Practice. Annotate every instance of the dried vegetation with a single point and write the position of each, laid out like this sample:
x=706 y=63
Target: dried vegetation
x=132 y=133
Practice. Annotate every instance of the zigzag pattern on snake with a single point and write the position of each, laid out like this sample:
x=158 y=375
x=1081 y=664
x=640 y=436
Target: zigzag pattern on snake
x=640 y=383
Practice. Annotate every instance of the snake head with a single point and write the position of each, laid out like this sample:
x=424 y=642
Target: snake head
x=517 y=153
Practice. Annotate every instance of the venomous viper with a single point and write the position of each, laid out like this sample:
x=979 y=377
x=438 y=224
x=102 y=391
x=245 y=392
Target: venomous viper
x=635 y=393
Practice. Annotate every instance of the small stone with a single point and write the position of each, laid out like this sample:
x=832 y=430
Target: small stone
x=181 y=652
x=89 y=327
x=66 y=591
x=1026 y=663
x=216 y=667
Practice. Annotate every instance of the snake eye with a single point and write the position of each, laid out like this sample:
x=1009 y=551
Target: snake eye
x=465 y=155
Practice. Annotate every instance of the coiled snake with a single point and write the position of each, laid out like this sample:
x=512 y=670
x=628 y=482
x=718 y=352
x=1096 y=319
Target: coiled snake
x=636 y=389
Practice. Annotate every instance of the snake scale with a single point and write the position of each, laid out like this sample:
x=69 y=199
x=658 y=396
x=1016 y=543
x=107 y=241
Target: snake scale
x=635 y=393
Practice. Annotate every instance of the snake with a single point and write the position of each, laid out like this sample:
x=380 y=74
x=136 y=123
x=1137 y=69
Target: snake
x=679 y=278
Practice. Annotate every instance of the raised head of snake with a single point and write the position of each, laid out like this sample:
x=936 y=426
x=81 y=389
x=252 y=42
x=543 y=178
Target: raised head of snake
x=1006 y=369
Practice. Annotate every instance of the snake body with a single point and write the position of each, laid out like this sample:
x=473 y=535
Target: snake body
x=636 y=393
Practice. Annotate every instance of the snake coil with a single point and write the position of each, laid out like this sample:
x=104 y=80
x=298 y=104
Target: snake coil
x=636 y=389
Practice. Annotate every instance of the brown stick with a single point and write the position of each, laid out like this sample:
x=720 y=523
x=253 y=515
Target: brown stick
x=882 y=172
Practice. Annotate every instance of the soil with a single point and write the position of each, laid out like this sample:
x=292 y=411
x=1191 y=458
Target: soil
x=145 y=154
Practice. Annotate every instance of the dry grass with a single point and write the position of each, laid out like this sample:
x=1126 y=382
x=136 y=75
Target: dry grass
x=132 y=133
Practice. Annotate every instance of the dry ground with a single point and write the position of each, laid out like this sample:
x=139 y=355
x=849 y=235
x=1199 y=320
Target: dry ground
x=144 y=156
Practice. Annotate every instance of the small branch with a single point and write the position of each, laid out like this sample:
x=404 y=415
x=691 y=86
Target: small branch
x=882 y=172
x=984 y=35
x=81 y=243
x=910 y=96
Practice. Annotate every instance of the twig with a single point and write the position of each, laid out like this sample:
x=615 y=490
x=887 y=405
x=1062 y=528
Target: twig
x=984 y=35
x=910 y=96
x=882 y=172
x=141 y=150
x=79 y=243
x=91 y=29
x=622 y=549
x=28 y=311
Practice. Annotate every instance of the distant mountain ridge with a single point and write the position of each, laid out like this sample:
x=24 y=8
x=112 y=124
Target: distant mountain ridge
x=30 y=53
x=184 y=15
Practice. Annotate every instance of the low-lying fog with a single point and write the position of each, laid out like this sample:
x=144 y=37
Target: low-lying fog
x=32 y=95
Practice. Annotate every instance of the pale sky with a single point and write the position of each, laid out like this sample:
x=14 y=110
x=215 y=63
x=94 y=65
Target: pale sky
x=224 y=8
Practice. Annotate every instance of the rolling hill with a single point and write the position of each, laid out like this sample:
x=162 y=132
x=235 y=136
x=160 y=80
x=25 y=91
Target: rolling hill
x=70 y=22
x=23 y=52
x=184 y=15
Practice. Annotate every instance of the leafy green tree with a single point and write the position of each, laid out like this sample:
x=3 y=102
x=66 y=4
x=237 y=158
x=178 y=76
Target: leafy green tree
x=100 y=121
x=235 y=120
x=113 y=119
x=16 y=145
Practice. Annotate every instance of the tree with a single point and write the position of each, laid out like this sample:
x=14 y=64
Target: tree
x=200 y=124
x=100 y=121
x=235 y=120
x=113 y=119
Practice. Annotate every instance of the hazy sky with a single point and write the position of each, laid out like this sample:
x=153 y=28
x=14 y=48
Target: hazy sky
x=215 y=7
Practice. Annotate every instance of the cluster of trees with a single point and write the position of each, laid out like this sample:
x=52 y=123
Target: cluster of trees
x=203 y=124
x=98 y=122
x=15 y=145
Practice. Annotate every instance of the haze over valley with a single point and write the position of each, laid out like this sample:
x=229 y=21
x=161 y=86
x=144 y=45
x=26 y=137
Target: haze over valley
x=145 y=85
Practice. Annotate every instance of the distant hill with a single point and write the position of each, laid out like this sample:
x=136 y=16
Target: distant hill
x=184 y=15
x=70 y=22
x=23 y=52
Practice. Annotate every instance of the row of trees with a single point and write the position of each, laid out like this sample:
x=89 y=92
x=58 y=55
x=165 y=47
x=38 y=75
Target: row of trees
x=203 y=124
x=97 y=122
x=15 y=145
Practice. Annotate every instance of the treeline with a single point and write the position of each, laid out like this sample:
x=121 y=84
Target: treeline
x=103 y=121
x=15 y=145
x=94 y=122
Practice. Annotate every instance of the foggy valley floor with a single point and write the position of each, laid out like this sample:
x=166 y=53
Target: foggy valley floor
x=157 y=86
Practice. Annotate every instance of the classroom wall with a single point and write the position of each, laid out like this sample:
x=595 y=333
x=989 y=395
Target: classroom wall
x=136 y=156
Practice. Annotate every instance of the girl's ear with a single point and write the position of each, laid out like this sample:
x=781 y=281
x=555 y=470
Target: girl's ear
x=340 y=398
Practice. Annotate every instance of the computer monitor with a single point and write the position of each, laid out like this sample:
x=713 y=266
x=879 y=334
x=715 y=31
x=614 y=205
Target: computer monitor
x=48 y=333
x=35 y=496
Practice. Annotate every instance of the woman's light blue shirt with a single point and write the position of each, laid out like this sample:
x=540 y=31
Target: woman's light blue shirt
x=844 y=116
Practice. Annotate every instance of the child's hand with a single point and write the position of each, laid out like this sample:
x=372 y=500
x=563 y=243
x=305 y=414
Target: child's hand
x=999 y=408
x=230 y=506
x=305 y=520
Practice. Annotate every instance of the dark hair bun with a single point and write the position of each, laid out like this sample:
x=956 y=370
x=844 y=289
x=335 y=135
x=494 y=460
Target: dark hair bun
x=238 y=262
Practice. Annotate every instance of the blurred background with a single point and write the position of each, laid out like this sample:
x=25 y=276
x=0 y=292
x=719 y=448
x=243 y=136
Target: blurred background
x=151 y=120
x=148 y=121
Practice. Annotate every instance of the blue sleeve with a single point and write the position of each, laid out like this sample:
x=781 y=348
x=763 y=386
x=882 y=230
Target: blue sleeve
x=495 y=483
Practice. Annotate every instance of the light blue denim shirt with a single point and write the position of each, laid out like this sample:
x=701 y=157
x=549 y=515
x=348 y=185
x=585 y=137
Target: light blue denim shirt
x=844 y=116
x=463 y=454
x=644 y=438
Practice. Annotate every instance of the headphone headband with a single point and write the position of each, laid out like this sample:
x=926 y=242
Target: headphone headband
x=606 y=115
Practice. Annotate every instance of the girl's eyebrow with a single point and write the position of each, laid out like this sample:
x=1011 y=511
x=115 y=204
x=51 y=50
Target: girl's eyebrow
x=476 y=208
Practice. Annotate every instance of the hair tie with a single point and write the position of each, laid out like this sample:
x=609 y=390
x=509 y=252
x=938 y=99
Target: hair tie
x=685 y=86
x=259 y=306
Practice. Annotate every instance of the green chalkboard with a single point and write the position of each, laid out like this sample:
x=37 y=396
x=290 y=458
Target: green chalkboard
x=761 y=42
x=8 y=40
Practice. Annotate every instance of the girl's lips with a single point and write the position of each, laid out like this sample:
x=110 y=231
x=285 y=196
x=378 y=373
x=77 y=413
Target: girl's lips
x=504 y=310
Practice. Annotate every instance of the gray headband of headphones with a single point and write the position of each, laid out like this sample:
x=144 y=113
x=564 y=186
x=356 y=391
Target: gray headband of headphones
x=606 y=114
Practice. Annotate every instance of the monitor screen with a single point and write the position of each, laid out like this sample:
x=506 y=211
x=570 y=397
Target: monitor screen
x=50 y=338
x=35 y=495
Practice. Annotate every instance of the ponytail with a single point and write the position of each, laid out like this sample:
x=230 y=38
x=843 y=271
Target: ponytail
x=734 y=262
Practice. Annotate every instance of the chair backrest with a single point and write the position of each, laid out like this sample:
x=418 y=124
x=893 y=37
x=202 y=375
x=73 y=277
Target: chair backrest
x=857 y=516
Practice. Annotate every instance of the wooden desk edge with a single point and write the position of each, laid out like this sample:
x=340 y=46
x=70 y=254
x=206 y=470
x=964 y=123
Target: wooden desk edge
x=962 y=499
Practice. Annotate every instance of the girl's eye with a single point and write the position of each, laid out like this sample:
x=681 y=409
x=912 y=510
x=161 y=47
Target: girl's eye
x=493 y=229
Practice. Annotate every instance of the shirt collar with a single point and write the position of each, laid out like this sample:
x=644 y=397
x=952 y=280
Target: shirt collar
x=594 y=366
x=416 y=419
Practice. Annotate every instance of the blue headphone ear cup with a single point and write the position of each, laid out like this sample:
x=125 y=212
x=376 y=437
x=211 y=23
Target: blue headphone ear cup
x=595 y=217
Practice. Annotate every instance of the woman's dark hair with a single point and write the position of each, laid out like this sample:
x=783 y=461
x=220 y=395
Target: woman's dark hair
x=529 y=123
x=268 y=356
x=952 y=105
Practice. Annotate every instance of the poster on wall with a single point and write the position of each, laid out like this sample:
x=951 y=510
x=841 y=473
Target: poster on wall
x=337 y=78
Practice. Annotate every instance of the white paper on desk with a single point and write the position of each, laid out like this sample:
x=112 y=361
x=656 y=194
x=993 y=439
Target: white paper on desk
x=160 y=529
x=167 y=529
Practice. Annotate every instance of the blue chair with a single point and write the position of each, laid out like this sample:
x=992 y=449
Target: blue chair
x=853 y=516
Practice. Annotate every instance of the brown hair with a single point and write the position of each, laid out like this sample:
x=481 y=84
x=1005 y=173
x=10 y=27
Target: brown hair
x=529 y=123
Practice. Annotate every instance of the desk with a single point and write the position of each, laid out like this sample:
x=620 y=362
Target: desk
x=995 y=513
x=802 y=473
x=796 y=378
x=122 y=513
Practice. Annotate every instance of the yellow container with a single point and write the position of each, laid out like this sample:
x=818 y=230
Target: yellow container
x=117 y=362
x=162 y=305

-=-=-

**Required work**
In the entries above, the lines between the one holding "x=879 y=334" and the one holding "x=781 y=348", inclusive, are to be printed exactly as written, and those alone.

**Solution to the problem**
x=879 y=334
x=715 y=31
x=614 y=205
Target: computer monitor
x=48 y=333
x=35 y=496
Practice. Annotate every instance of the woman's light blue shirt with a single point and write the position of each, laid out like this sample:
x=540 y=31
Target: woman's light blue shirt
x=844 y=116
Practice. Annotate every instance of the child's hand with a single point and write the position of each, laid out like this sample:
x=372 y=500
x=563 y=243
x=305 y=414
Target: child's hand
x=999 y=408
x=230 y=506
x=305 y=520
Practice. Annotate every instance of the dark hair bun with a single point and write the position of each, laid out like this sample:
x=956 y=370
x=844 y=289
x=335 y=135
x=494 y=460
Target: dark hair bun
x=238 y=262
Practice. Annotate every instance of the blurred background with a single point and write the position of each, laid out like this sample:
x=25 y=276
x=0 y=292
x=719 y=448
x=243 y=136
Target: blurred background
x=151 y=120
x=148 y=121
Practice. Annotate every instance of the blue sleeve with a single point and write the position of each, laid out like this sample:
x=781 y=348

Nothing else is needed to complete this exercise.